** BEGIN Supplied records **

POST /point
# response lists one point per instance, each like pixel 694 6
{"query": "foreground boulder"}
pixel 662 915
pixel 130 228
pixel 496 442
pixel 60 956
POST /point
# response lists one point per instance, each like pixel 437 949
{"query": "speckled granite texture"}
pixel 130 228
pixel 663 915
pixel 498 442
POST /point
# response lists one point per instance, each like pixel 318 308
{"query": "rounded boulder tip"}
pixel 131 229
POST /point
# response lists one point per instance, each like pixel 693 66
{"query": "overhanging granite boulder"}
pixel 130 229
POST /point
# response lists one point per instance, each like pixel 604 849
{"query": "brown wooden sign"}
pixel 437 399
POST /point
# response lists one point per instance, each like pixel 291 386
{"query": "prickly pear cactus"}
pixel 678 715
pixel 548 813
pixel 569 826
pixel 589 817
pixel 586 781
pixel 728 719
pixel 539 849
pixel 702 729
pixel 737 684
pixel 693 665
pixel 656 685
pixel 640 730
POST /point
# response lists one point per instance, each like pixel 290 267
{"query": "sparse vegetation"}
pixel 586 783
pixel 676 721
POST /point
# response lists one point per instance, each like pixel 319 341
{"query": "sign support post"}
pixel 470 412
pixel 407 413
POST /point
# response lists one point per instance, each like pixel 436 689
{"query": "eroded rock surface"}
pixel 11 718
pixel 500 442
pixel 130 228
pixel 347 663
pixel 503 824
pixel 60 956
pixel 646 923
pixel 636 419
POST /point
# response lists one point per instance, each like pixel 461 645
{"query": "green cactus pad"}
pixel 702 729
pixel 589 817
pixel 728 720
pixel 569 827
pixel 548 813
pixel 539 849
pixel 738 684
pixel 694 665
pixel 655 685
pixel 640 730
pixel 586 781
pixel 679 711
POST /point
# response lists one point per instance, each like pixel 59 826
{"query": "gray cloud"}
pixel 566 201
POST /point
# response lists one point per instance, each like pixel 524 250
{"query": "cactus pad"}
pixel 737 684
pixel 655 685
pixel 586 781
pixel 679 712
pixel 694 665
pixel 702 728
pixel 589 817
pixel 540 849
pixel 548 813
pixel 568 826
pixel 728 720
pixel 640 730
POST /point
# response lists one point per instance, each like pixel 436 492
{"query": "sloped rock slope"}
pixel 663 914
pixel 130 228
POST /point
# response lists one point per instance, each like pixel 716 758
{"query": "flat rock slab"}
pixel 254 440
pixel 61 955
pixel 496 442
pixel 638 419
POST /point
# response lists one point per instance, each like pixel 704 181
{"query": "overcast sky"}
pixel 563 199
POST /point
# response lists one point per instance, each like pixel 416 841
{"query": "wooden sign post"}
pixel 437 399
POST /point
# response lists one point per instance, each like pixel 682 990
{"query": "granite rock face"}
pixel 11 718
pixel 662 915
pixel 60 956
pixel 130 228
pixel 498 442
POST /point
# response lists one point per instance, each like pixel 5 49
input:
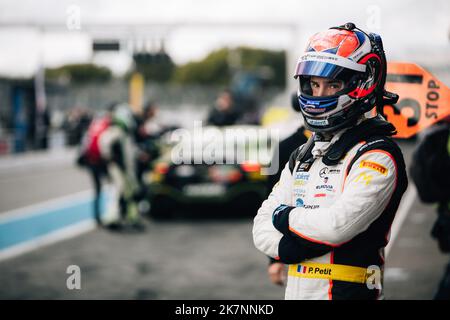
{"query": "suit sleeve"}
pixel 265 237
pixel 366 192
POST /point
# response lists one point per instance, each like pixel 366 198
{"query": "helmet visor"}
pixel 319 69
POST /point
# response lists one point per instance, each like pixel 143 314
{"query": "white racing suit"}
pixel 338 216
pixel 117 148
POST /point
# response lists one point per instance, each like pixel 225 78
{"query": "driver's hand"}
pixel 277 273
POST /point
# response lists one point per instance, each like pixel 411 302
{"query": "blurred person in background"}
pixel 277 270
pixel 110 142
pixel 330 212
pixel 147 133
pixel 224 112
pixel 429 171
pixel 75 125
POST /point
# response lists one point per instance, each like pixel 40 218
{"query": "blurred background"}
pixel 65 63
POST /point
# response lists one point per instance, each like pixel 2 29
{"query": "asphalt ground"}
pixel 202 258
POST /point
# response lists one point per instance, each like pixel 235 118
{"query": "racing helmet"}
pixel 348 54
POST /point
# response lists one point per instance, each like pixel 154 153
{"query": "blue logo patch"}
pixel 299 202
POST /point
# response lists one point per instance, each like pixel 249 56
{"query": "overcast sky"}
pixel 412 30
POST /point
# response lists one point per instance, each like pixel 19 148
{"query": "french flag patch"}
pixel 301 269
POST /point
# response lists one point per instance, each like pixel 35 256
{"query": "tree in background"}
pixel 157 67
pixel 220 67
pixel 79 73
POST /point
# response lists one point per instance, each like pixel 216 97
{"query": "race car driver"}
pixel 329 215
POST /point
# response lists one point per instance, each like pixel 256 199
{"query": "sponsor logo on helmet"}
pixel 312 109
pixel 319 123
pixel 311 206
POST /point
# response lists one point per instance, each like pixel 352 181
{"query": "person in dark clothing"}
pixel 431 159
pixel 224 112
pixel 277 270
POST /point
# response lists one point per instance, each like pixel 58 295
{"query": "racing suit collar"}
pixel 322 145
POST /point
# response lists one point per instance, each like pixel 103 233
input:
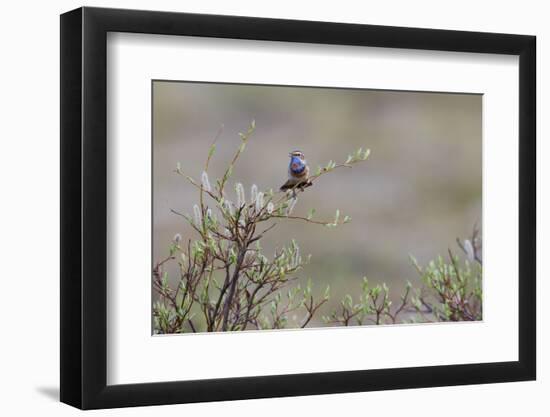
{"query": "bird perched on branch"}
pixel 298 172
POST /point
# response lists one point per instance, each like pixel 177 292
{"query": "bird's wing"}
pixel 288 185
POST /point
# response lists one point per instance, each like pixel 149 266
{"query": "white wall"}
pixel 29 172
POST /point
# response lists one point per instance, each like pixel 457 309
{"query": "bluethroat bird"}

** END Supplied records **

Arrange all of the lines above as a numbered list, skipping any blank lines. Leave the pictures out of your answer.

1. POST /point
2. # response lists one point per instance, each like pixel 694 6
3. {"query": "foreground boulder"}
4. pixel 662 915
5. pixel 130 228
6. pixel 496 442
7. pixel 60 956
8. POST /point
9. # response lists one point per instance, each like pixel 437 949
10. {"query": "speckled granite texture"}
11. pixel 130 228
12. pixel 663 915
13. pixel 498 442
14. POST /point
15. # response lists one point per instance, each like pixel 318 308
16. {"query": "rounded boulder tip"}
17. pixel 131 229
18. POST /point
19. # response lists one point per instance, each like pixel 693 66
20. {"query": "overhanging granite boulder"}
21. pixel 130 229
22. POST /point
23. # response lists one point per instance, each like pixel 604 849
24. {"query": "brown wooden sign"}
25. pixel 437 399
26. POST /point
27. # response lists one point per instance, each like pixel 291 386
28. {"query": "prickly pear cactus"}
29. pixel 678 715
30. pixel 548 813
31. pixel 569 826
32. pixel 589 817
33. pixel 586 781
34. pixel 728 719
35. pixel 539 849
36. pixel 702 729
37. pixel 737 684
38. pixel 693 665
39. pixel 656 685
40. pixel 640 730
41. POST /point
42. # response lists one point per instance, each like pixel 290 267
43. {"query": "sparse vegetation"}
44. pixel 586 783
45. pixel 676 721
46. POST /point
47. # response lists one point per instance, each like pixel 319 341
48. {"query": "sign support post"}
49. pixel 470 412
50. pixel 407 413
51. POST /point
52. # response lists one point per instance, each like pixel 436 689
53. {"query": "eroded rock surface"}
54. pixel 11 718
55. pixel 500 442
56. pixel 130 228
57. pixel 347 663
58. pixel 503 824
59. pixel 60 956
60. pixel 646 923
61. pixel 636 419
62. POST /point
63. # response lists one point per instance, each like pixel 461 645
64. {"query": "green cactus pad"}
65. pixel 702 729
66. pixel 589 817
67. pixel 728 720
68. pixel 569 827
69. pixel 548 813
70. pixel 539 849
71. pixel 738 684
72. pixel 694 665
73. pixel 655 685
74. pixel 640 730
75. pixel 586 781
76. pixel 679 711
77. POST /point
78. # response lists one point per instance, each like pixel 59 826
79. {"query": "gray cloud"}
80. pixel 566 201
81. POST /point
82. # response lists one point per instance, each like pixel 524 250
83. {"query": "cactus pad"}
84. pixel 737 684
85. pixel 655 685
86. pixel 586 781
87. pixel 679 712
88. pixel 694 665
89. pixel 702 728
90. pixel 589 817
91. pixel 540 849
92. pixel 548 813
93. pixel 568 826
94. pixel 728 720
95. pixel 640 730
96. POST /point
97. # response lists one point per instance, each like pixel 436 492
98. {"query": "sloped rock slope"}
99. pixel 663 914
100. pixel 130 228
101. POST /point
102. # response lists one point per instance, each like pixel 716 758
103. {"query": "flat rock slab"}
104. pixel 254 440
105. pixel 61 955
106. pixel 496 442
107. pixel 638 419
108. POST /point
109. # response lists one point per instance, each like pixel 704 181
110. {"query": "overcast sky"}
111. pixel 563 199
112. POST /point
113. # response lists one point per instance, each like pixel 416 841
114. {"query": "wooden sign post"}
115. pixel 437 399
116. POST /point
117. # response lists one point per instance, each like pixel 682 990
118. {"query": "granite rock face"}
119. pixel 11 718
120. pixel 662 915
121. pixel 60 956
122. pixel 130 228
123. pixel 498 442
124. POST /point
125. # response lists one point per instance, each like pixel 5 49
126. input:
127. {"query": "suit sleeve"}
128. pixel 265 237
129. pixel 366 192
130. POST /point
131. # response lists one point per instance, each like pixel 366 198
132. {"query": "helmet visor"}
133. pixel 319 69
134. POST /point
135. # response lists one point per instance, each like pixel 143 314
136. {"query": "white racing suit"}
137. pixel 338 216
138. pixel 117 148
139. POST /point
140. # response lists one point per instance, each like pixel 225 78
141. {"query": "driver's hand"}
142. pixel 277 273
143. POST /point
144. # response lists one point per instance, each like pixel 411 302
145. {"query": "blurred person in background"}
146. pixel 277 270
147. pixel 110 142
148. pixel 330 212
149. pixel 147 133
150. pixel 224 112
151. pixel 429 171
152. pixel 75 125
153. POST /point
154. # response lists one point per instance, each like pixel 40 218
155. {"query": "blurred background"}
156. pixel 65 63
157. POST /point
158. # response lists one point per instance, each like pixel 2 29
159. {"query": "asphalt ground"}
160. pixel 202 258
161. POST /point
162. # response lists one point per instance, each like pixel 235 118
163. {"query": "racing helmet"}
164. pixel 348 54
165. POST /point
166. # response lists one point per instance, each like pixel 154 153
167. {"query": "blue logo patch"}
168. pixel 299 202
169. POST /point
170. # response lists one point per instance, each like pixel 249 56
171. {"query": "overcast sky"}
172. pixel 412 30
173. POST /point
174. # response lists one point per instance, each like pixel 19 148
175. {"query": "french flag patch"}
176. pixel 301 269
177. POST /point
178. # response lists one point per instance, each like pixel 35 256
179. {"query": "tree in background"}
180. pixel 157 67
181. pixel 220 67
182. pixel 79 73
183. POST /point
184. # response lists one point per instance, each like pixel 216 97
185. {"query": "race car driver"}
186. pixel 329 215
187. POST /point
188. # response lists one point per instance, each like pixel 256 199
189. {"query": "sponsor logo on helmet"}
190. pixel 312 109
191. pixel 319 123
192. pixel 311 206
193. POST /point
194. # response lists one point per instance, each like pixel 352 181
195. {"query": "person in dark clothing"}
196. pixel 431 159
197. pixel 224 112
198. pixel 277 270
199. POST /point
200. # response lists one point per instance, each like pixel 58 295
201. {"query": "racing suit collar"}
202. pixel 322 145
203. POST /point
204. # response lists one point per instance, each like pixel 103 233
205. input:
206. {"query": "bird perched on branch"}
207. pixel 298 172
208. POST /point
209. # response lists one point per instance, each like pixel 177 292
210. {"query": "bird's wing"}
211. pixel 288 185
212. POST /point
213. # response lists one point per instance, each like pixel 149 266
214. {"query": "white wall"}
215. pixel 29 172
216. POST /point
217. # response lists one point per instance, each like pixel 457 309
218. {"query": "bluethroat bird"}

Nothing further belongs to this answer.